# Garage mandoor framing to code?



## Ammich1 (Mar 26, 2019)

This door framing was raised 2 inches to fit the door.  Was this done to code(top circle)?  Also, is it to code to have daylight coming thru on the bottom sides (lower circles)where the foundation was poured too wide?  I am an electrician and know nothing of structural code, so help on this is appreciated.  This is new construction and I need to know if this should get pointed out to the inspector.  Thank you much.


----------



## Ammich1 (Mar 26, 2019)

https://photos.app.goo.gl/CWfiQaCd1H7uVz6MA


----------



## cda (Mar 26, 2019)

Welcome

Thanks for the concern


----------



## cda (Mar 26, 2019)

Not my area

But thinking the top will be covered by sheetrock ???

The bottom should be properly sealed, my guess


----------



## Ammich1 (Mar 26, 2019)

This is finished product.  No sheetrock.  Thanks for the reply.


----------



## cda (Mar 26, 2019)

That is interesting

Is this Oregan or Maine?


----------



## Ammich1 (Mar 26, 2019)

Oregon


----------



## fatboy (Mar 27, 2019)

Crappy workmanship, assuming unheated space........don't see a correction I could write.

Welcome!


----------



## Chad Coffelt (Mar 27, 2019)

The day light at the bottom you might be able to use rodent-proofing as the code section


----------



## Ammich1 (Mar 27, 2019)

Agreed on the craftsmanship.  I had no idea your code talks about rodent proofing.  Nice.  Thank you.


----------



## Chad Coffelt (Mar 27, 2019)

its a stretch but a possibility
G2404.9 (301.14) Rodentproofing. Buildings or structures
and the walls enclosing habitable or occupiable rooms and
spaces in which persons live, sleep or work, or in which feed,
food or foodstuffs are stored, prepared, processed, served or
sold, shall be constructed to protect against the entry of
rodents.


----------



## classicT (Mar 27, 2019)

Ultimately, it is reaching to cite a code section. Absolutely poor workmanship, however that is mostly not enforceable.


----------



## Inspector Gift (Mar 27, 2019)

I'm from Oregon, but have also worked in Washington, Idaho and Montana.  And I can tell you that is not unique to Oregon.    I don't see any code violations... yet.   Keep in mind, that the picture was taken during the rough-in.   The job isn't finished yet.

I'd be more concerned about how they will keep the PEX water lines from freezing in the exterior wall.


----------



## cda (Mar 27, 2019)

No code to keep water from coming in??


----------



## mark handler (Mar 27, 2019)

*Exterior door?
Roll of Romex at bottom of picture?*
*they cannot be done.....*


----------



## tmurray (Mar 27, 2019)

Jack stud should extend to the foundation. It is a structural member that has no real support. Now, you'd probably never see a problem with it, but it should have never happened in the first place. they ran their plate out over, so they knew what their rough opening size needed to be. All they had to do was to run the jack on by the curb.

Was the door open when you took this photo? Is the door casing on the latch side warped? it appears to make contact on the top and bottom, but have a gap in the middle. It might just need shimmed.

**Task:** According to the garage mandoor framing thread, why should the jack stud extend to the foundation? Answer in one to three sentences. The rows have no connection to the thread.

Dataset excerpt
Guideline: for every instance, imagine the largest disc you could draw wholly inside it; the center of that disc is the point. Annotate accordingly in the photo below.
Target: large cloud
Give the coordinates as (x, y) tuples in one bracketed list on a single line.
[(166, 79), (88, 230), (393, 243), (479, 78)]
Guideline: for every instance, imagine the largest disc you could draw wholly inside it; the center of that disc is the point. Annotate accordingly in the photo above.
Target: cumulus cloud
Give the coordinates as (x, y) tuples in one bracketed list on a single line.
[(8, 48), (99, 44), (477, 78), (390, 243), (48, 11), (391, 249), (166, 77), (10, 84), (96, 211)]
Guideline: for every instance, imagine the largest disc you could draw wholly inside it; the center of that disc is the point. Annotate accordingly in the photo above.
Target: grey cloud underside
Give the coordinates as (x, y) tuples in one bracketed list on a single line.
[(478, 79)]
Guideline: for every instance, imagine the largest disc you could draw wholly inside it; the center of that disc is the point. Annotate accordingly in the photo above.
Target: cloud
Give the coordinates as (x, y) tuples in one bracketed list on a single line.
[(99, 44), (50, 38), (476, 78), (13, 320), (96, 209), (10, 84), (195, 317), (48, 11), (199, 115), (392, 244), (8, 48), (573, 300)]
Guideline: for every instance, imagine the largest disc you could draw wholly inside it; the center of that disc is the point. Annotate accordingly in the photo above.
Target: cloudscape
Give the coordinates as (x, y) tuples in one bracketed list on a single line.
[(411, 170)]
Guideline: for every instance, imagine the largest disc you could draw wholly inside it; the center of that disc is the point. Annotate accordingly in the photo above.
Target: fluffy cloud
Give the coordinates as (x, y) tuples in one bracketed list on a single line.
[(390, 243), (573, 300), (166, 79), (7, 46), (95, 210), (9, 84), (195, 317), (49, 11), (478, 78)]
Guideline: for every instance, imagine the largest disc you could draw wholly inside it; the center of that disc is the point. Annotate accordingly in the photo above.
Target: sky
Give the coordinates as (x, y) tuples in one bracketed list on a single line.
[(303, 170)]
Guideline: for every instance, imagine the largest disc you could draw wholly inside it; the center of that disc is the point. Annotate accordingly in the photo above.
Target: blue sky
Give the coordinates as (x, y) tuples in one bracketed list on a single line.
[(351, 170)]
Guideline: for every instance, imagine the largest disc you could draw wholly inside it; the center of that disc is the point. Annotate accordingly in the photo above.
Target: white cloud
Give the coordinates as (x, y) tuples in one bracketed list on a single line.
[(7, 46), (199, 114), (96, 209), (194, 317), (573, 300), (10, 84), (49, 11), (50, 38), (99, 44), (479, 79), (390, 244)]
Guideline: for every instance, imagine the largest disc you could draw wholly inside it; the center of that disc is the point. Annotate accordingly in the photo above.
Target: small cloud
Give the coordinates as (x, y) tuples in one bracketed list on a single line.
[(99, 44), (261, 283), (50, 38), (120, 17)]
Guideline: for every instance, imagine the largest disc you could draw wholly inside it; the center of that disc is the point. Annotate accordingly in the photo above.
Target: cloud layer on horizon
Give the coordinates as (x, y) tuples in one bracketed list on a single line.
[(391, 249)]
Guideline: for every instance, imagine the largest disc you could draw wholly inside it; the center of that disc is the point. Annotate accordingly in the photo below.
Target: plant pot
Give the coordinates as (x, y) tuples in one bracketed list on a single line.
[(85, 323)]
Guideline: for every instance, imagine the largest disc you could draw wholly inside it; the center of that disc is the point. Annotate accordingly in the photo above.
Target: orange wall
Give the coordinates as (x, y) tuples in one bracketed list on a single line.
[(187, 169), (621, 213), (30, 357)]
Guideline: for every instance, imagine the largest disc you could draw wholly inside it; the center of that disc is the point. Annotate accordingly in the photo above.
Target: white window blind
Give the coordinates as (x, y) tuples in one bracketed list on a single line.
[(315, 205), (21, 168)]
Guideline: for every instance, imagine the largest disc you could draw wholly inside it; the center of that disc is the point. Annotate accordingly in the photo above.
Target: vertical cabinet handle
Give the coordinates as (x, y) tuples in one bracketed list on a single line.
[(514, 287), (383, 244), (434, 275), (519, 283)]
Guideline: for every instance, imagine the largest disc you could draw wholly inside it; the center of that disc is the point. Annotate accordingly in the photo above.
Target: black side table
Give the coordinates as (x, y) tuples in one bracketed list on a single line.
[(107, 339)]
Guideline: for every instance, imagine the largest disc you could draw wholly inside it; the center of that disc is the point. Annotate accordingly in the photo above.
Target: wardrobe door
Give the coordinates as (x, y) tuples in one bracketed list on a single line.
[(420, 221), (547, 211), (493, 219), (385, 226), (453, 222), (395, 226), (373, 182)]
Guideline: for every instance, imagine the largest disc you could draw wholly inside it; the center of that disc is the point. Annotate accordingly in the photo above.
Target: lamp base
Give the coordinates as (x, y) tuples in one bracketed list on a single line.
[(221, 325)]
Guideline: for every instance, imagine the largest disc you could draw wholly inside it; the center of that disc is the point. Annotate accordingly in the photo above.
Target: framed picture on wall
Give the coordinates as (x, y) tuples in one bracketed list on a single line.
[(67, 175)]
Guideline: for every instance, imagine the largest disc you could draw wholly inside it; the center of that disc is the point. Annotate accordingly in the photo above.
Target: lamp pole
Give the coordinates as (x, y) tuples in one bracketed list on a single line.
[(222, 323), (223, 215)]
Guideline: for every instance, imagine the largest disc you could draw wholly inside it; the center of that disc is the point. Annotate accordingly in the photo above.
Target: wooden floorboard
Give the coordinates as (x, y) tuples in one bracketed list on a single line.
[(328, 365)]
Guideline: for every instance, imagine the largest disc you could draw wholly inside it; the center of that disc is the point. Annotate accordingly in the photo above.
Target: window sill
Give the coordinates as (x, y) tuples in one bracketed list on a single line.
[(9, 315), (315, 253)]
==
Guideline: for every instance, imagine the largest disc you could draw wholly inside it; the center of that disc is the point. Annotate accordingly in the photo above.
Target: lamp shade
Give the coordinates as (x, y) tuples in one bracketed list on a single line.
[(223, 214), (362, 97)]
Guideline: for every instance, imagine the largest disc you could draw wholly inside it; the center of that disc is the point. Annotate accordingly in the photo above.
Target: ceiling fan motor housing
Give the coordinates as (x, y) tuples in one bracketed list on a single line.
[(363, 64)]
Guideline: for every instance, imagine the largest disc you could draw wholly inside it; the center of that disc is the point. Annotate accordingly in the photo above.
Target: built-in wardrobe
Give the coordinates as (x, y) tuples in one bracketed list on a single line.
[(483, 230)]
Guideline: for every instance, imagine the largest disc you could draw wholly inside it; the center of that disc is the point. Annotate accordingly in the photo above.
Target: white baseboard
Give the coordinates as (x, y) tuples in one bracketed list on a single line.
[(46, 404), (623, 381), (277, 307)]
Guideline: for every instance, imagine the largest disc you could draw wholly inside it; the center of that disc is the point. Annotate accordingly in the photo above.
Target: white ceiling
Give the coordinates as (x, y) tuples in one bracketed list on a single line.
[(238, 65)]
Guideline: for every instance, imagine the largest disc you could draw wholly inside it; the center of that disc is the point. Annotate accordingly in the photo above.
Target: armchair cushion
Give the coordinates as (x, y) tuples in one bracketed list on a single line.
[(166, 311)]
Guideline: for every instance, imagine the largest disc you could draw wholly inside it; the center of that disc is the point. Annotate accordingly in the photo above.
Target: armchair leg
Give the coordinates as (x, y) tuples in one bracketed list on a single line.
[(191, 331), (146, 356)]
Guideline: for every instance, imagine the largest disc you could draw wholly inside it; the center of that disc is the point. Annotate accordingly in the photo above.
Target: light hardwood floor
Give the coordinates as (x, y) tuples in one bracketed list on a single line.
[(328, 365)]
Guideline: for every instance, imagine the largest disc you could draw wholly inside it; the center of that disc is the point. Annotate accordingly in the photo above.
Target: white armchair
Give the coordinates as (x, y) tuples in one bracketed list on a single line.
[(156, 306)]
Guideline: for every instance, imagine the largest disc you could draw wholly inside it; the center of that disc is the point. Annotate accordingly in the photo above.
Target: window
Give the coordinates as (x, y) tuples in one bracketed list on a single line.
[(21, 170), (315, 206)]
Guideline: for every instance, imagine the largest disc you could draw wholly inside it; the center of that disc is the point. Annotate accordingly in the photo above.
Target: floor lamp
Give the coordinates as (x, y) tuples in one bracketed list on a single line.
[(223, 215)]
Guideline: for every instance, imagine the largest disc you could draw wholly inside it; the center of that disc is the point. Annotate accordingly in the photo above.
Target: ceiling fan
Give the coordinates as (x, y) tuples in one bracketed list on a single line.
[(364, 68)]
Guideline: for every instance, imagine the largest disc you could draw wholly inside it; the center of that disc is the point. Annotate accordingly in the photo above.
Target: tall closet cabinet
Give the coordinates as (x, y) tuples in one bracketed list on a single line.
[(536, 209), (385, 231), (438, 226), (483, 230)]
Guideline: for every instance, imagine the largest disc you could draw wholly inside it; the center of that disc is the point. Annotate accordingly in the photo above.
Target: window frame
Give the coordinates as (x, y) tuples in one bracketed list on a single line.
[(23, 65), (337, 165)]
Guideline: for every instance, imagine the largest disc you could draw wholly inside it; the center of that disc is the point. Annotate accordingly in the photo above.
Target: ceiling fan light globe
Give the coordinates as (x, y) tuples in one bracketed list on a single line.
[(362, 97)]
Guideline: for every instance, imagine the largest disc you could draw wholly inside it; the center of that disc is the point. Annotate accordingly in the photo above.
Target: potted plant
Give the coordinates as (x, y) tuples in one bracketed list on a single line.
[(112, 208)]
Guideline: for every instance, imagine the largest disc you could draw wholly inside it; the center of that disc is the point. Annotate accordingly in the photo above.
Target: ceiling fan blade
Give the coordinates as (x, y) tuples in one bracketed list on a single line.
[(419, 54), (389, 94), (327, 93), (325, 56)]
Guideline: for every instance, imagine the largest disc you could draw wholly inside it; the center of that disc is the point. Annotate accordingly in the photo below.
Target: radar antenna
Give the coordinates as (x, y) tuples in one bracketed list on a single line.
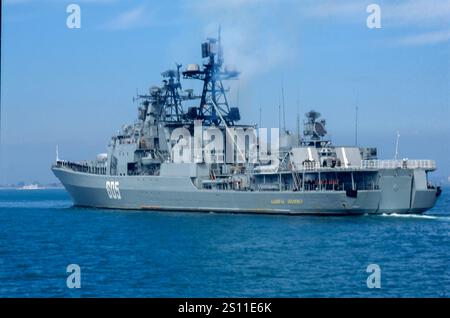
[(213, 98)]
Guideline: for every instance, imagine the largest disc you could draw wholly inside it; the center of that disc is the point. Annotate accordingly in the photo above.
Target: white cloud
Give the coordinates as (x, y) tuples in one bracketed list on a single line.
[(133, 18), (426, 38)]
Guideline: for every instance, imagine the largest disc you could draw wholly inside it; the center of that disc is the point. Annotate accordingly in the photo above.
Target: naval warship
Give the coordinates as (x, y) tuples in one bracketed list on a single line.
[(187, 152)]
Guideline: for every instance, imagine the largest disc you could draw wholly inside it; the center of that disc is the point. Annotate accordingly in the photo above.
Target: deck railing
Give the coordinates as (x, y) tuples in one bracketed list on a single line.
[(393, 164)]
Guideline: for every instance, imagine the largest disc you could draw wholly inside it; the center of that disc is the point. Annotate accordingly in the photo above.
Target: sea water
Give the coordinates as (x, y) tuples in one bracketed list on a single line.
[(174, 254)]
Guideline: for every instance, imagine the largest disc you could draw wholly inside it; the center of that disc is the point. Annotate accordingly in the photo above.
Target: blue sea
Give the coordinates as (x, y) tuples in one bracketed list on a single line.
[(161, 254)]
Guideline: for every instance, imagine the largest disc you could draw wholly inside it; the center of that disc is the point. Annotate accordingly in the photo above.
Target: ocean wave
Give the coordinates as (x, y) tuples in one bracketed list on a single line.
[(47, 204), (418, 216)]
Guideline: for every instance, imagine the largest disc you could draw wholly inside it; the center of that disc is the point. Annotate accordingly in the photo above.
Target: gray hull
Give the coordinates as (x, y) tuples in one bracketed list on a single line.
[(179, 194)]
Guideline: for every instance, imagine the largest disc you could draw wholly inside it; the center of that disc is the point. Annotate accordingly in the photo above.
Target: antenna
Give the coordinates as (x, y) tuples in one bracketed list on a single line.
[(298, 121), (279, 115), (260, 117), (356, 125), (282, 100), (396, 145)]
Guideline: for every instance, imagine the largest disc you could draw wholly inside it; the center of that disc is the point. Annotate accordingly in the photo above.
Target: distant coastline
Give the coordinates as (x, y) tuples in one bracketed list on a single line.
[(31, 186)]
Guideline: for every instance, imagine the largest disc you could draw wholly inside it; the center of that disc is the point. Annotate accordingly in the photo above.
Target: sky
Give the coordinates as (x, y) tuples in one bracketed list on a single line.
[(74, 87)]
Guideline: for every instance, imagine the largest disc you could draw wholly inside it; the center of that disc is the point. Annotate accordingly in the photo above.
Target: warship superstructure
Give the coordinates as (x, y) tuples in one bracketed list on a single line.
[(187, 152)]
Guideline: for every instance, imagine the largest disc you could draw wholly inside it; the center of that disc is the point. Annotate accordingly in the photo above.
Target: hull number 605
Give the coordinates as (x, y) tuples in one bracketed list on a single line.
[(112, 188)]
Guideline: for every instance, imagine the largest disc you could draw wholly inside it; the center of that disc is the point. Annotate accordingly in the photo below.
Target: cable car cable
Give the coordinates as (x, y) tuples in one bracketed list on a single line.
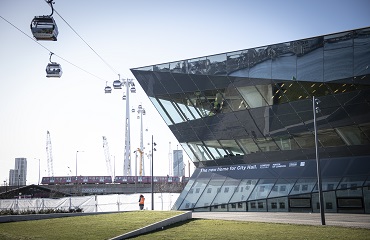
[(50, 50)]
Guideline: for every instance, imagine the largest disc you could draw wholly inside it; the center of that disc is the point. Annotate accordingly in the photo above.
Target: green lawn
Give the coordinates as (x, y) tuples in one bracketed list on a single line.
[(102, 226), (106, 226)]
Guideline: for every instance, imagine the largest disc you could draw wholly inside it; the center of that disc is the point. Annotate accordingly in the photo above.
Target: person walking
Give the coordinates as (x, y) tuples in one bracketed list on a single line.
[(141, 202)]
==
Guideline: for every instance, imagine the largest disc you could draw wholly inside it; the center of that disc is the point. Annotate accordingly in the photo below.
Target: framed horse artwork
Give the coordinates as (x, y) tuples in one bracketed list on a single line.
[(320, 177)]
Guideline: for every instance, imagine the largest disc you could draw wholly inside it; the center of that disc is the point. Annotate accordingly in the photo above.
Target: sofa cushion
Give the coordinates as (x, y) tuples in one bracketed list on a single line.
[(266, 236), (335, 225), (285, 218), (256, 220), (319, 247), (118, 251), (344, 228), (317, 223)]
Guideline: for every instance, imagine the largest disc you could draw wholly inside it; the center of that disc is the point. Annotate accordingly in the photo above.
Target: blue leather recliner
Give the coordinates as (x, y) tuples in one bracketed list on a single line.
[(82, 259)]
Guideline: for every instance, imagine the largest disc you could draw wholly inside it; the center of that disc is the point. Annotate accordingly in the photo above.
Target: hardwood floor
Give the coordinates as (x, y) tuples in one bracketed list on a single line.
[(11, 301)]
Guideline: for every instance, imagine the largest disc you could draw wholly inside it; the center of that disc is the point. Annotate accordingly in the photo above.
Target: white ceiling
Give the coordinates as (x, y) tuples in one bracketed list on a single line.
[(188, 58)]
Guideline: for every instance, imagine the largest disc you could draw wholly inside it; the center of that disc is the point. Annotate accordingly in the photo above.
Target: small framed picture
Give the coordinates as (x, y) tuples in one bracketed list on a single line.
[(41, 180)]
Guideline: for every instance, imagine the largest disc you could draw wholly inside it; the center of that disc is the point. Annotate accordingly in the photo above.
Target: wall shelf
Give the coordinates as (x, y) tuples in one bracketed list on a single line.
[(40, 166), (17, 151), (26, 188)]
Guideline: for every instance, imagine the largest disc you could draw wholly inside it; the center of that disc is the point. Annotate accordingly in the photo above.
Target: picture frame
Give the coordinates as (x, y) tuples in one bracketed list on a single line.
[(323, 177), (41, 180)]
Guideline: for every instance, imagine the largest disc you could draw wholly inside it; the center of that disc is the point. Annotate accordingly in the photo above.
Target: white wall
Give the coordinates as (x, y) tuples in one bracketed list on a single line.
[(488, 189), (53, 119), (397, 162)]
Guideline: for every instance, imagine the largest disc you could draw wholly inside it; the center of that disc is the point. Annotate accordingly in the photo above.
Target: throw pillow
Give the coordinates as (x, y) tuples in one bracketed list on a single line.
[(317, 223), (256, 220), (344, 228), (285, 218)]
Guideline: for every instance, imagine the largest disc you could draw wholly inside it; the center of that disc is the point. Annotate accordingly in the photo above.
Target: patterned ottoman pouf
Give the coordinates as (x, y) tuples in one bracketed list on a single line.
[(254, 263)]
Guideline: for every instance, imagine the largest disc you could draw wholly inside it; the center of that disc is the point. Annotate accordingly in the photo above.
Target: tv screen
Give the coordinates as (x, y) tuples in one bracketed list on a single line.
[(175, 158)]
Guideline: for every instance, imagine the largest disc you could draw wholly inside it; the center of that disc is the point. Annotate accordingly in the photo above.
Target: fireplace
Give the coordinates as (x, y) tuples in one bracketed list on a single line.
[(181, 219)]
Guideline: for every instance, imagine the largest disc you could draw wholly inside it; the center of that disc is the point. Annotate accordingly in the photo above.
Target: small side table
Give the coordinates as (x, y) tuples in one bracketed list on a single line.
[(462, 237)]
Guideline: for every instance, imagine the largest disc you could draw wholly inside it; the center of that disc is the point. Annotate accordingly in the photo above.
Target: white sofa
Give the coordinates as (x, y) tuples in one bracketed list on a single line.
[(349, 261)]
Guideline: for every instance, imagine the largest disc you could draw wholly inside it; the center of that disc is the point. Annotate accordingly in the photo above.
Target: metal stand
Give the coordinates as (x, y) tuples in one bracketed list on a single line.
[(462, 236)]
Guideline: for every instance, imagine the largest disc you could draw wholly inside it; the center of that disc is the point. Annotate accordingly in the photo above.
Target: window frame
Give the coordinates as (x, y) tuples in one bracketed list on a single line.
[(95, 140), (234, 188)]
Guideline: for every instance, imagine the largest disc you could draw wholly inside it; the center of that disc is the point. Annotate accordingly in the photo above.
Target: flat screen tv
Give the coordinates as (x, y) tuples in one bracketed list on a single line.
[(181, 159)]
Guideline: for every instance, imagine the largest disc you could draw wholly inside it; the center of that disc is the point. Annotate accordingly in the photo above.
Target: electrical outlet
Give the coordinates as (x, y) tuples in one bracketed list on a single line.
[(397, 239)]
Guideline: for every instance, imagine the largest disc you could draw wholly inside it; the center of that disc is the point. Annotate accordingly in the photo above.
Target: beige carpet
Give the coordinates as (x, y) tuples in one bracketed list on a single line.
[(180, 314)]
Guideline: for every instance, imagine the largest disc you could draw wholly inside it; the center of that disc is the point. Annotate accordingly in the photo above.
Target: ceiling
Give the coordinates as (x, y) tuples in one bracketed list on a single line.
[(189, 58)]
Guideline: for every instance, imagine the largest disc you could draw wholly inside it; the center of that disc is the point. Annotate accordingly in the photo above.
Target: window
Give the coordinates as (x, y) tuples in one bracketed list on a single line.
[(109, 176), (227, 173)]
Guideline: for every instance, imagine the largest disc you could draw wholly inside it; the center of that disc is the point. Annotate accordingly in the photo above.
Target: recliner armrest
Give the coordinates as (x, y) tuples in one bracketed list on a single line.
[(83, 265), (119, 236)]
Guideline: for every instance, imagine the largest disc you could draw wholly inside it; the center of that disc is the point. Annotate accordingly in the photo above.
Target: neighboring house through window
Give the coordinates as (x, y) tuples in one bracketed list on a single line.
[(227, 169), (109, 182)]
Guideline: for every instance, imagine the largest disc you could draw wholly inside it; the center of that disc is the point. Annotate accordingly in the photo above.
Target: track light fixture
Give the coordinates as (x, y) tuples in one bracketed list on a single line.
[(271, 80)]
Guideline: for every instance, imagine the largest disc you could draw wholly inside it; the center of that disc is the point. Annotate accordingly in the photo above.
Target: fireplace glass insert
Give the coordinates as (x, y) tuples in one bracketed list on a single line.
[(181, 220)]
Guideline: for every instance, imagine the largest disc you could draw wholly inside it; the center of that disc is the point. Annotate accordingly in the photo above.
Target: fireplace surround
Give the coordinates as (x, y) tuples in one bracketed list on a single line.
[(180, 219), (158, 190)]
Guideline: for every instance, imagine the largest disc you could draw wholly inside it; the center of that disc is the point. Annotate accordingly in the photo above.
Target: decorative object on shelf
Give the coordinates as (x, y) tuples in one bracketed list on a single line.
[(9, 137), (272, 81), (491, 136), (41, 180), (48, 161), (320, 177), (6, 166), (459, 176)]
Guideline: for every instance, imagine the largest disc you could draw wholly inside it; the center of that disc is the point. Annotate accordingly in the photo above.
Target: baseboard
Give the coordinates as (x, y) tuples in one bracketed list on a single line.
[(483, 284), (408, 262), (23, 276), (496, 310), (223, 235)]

**Output for this task:** The jack stud should extend to the foundation because it is a structural member, and as built it has no real support.